## TASK REQUIREMENTS
Render the stretch of the material below from the line containing "Where can the blue" through its end as a JSON list of strings, one string per line, omitting blank lines.

## DATA EXCERPTS
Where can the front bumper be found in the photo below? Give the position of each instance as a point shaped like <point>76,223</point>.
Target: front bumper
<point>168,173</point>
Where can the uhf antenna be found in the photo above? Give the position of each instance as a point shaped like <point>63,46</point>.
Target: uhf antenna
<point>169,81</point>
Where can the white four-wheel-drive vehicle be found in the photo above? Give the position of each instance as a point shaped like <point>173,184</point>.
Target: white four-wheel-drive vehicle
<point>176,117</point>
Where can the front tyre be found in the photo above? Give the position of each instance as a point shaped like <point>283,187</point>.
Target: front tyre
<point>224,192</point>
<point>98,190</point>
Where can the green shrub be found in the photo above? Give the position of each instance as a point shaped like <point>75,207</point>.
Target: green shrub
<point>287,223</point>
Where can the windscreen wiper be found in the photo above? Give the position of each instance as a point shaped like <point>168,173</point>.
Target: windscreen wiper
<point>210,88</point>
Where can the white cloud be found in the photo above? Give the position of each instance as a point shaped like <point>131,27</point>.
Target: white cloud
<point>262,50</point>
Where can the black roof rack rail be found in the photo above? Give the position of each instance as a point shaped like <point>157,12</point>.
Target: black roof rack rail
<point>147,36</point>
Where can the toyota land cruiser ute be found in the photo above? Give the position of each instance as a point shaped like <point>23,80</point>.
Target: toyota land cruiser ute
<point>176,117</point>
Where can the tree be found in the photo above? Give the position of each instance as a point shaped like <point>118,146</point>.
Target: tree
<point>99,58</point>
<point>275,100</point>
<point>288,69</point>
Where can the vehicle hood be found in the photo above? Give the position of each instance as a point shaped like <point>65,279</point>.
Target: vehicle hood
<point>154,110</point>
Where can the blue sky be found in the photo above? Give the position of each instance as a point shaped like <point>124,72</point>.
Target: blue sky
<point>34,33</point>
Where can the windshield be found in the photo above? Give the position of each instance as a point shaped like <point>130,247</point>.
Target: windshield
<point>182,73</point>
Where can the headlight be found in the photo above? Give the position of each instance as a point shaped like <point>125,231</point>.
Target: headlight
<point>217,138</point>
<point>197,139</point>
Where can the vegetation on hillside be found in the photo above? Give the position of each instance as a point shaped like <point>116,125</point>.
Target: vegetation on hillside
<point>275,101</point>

## RESPONSE TO THIS TASK
[
  "Where can the blue sky be found in the photo above? Give the position of each instance as a point shaped like <point>124,72</point>.",
  "Target: blue sky",
  "<point>34,33</point>",
  "Where can the windshield be found in the photo above? Give the position of each instance as a point shaped like <point>130,247</point>.",
  "Target: windshield",
  "<point>182,73</point>",
  "Where can the headlight be found in the photo above? Give the position of each instance as a point shaped like <point>125,231</point>.",
  "Target: headlight",
  "<point>217,138</point>",
  "<point>197,139</point>",
  "Where can the vegetation on hillside be found in the photo above? Give the position of each instance as a point shaped like <point>116,125</point>.",
  "Target: vegetation on hillside",
  "<point>275,101</point>"
]